Dataset extract below:

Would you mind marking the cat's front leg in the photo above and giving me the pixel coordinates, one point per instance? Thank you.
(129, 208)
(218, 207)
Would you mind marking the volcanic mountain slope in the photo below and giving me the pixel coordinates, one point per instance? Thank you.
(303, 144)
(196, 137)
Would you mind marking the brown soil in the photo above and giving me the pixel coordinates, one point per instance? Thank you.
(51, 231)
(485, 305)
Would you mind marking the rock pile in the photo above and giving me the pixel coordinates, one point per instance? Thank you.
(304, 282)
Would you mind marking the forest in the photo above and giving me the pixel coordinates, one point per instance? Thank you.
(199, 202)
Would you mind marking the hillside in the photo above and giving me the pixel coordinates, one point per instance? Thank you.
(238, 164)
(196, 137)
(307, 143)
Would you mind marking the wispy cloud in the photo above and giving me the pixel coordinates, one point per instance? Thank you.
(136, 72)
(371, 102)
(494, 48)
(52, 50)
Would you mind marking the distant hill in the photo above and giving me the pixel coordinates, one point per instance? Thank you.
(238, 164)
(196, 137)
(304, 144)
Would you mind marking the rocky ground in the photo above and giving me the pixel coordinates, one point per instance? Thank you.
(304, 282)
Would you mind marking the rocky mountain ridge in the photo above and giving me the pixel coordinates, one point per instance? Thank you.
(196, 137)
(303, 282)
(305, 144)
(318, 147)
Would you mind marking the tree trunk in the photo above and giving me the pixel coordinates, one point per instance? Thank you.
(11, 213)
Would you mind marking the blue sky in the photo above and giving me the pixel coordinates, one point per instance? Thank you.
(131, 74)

End of Dataset extract.

» Your instructions
All of the data above should be output exactly.

» Answer to this exercise
Would you mind marking the cat's front leg in the photo above and giving me the pixel coordinates, one point per instance? Thank you.
(129, 208)
(218, 207)
Would you mind marking the volcanic mountain slope in the photo below and giving me the pixel coordinates, one point per instance? Thank you.
(303, 144)
(196, 137)
Would you mind marking the brown soil in the photo above and giving me the pixel coordinates, one point per instance? Thank you.
(51, 231)
(485, 305)
Would you mind marking the rock pile in the photo above and giving me the pixel coordinates, one point per instance? Thank you.
(304, 282)
Would you mind marking the forest in the photo above and giving me the pixel coordinates, one point per instance? Thank you.
(199, 202)
Would you mind marking the hillside in the photo above and giving me the pixel coordinates, one point per instance? Thank you.
(238, 164)
(196, 137)
(307, 143)
Would you mind marking the wispy cloud in the photo above and giving me the pixel coordinates, one point per instance? Thank you.
(136, 72)
(371, 102)
(494, 48)
(52, 50)
Would you mind marking the distant hill in the photo above and giving me the pixel coordinates, one point per instance? Thank you.
(238, 164)
(196, 137)
(304, 144)
Would you mind marking the rocky ground in the photo above and giving me the pixel coordinates, one point per instance? Thank you.
(304, 282)
Would you mind marking the rocky mountain ridge in the photo above and giving me the pixel coordinates, one point per instance? Thank you.
(196, 137)
(303, 282)
(305, 144)
(318, 147)
Would you mind marking the tree trunk in the photo above and giving me the pixel coordinates, one point per instance? Thank you.
(11, 213)
Would you mind marking the blue sky in the photo above and giving me the pixel coordinates, one point per instance? Thank you.
(131, 74)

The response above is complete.